*Excerpt*

Instead of viewing hypertension as beneficial in the fight against glaucoma, it should be identified as a risk factor, an Australian research team suggests. 

That’s because, in older patients, any benefit from high blood pressure counteracting high intraocular pressure is lost as damage to blood vessels—a consequence of hypertension—becomes more prevalent, according to a study in the December issue of Investigative Ophthalmology & Visual Science (IOVS).1 

The idea that hypertension has protective qualities against IOP elevation was supported by research conducted in the 1990s, which found systemic hypertension to be protective for younger patients, but a risk factor in older patients.2 Those authors proposed that patients in the early stage of hypertension are likely to benefit from improved ocular perfusion pressure and blood flow to the eye. 



Contrary to earlier theories, chronic high blood pressure adds a risk for glaucoma.  Photo: James L. Fanelli, OD

In the recent experimental study in IOVS, researchers compared the effect of normal blood pressure with one-hour (acute) and four-week (chronic) hypertension in lab rats with elevated IOP. 

The team found that rats with chronic hypertension did not get the same protection against elevated IOP. The researchers partially associate the effect with a reduced capacity for ocular blood flow to autoregulate in response to IOP elevation in chronic hypertension.

“What this means is that having high blood pressure for a longer time has compromised the eye’s capacity to cope with high eye pressure. It seems that hypertension might damage the blood vessels in the eye so that they can’t compensate for changes in blood flow when eye pressure increases,” says researcher Bang V. Bui, PhD, BSc(optom), of the University of Melbourne.

The authors acknowledged that chronic hypertension in their experiment was limited to four weeks. They speculated that, with longer periods of hypertension and thus more severe vascular damage, the protective effect of high blood pressure might be further reduced.

1. He Z, Vingrys AJ, Armitage JA, et al. Chronic hypertension increases susceptibility to acute IOP challenge in rats. Invest Ophthalmol Vis Sci. 2014;55:7888-95. 
2. Tielsch JM, Katz J, Sommer A, et al. Hypertension, perfusion pressure, and primary open-angle glaucoma. A population-based assessment. Arch Ophthalmol. 1995;113:216-21.

*Task instructions*
Answer these questions from the article on hypertension and glaucoma:
1. How long did the chronic hypertension last in the rat study?
2. Which university is researcher Bang V. Bui from?
3. For which patients did the 1990s research find systemic hypertension to be protective?

*Entries shown*

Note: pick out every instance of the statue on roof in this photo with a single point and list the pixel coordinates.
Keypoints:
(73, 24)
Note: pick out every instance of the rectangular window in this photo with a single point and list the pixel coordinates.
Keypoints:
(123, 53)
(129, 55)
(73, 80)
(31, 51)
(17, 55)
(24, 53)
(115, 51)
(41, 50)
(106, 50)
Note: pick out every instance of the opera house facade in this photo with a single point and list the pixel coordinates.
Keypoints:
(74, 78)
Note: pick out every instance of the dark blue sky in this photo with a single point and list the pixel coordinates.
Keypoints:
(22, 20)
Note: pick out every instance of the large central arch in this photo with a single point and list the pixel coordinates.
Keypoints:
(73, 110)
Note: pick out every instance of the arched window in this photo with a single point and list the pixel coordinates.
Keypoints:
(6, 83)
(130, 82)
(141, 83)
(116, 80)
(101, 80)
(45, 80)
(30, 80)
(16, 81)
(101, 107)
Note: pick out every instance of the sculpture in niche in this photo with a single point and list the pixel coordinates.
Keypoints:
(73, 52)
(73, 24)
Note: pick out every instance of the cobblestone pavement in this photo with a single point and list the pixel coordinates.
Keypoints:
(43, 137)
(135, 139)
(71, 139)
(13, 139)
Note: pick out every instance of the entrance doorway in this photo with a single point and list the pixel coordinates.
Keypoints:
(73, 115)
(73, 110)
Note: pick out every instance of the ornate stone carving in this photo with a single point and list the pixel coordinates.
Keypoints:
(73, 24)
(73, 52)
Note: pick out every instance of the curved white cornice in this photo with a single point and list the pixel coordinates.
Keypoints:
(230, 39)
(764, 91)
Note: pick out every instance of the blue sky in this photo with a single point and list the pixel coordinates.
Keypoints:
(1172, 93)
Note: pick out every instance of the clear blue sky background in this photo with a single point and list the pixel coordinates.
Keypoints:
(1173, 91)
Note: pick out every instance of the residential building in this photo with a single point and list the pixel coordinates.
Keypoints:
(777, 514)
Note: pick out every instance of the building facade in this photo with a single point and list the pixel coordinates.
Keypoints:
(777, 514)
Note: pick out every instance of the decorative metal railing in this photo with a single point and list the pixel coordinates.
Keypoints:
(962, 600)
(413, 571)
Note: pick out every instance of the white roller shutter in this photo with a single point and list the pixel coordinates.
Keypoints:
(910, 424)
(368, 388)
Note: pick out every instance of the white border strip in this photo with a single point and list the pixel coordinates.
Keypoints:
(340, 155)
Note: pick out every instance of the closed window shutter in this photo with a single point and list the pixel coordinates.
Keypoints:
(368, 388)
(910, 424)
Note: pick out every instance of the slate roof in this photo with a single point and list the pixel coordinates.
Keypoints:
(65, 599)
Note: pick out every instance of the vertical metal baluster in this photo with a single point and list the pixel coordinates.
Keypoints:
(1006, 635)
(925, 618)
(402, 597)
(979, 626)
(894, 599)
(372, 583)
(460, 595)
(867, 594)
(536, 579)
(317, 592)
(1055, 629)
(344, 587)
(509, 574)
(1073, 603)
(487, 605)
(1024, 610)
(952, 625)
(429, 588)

*Expected output*
1. Four weeks.
2. The University of Melbourne.
3. Younger patients.